STATED PROBLEM:
Reproduce every line of the listing below, requests included, but rescale each answer coordinate by multiplying it by 0.95 and rounding to the nearest whole number, with halves rounded up. Omit the pictures from your answer.

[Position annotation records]

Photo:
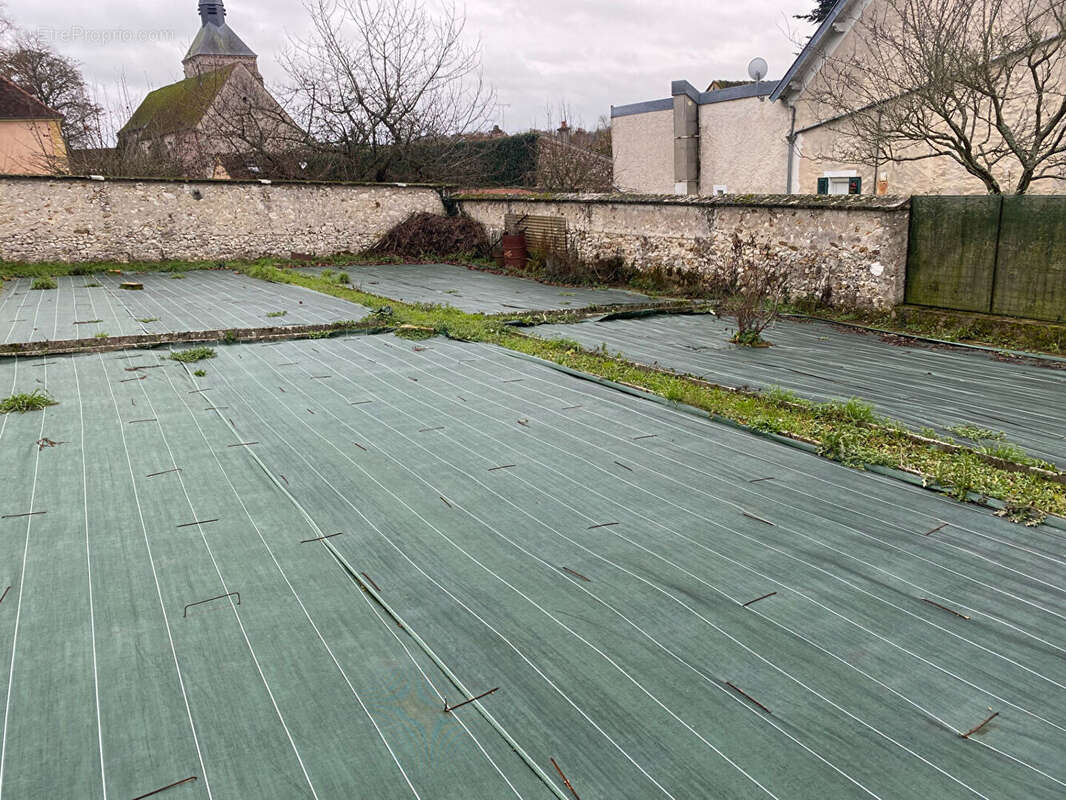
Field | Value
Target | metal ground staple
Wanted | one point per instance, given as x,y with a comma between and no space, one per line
371,581
576,574
746,696
467,702
566,781
976,728
165,472
211,600
771,594
758,518
319,539
164,788
945,608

THE RESULT:
Photo:
Field | Value
Target | metal ground staple
Wanted | one point per instance, given as x,y with a comma between and no space, one per line
352,552
547,545
709,661
444,667
538,742
927,692
157,448
200,570
732,564
720,492
303,512
156,749
898,578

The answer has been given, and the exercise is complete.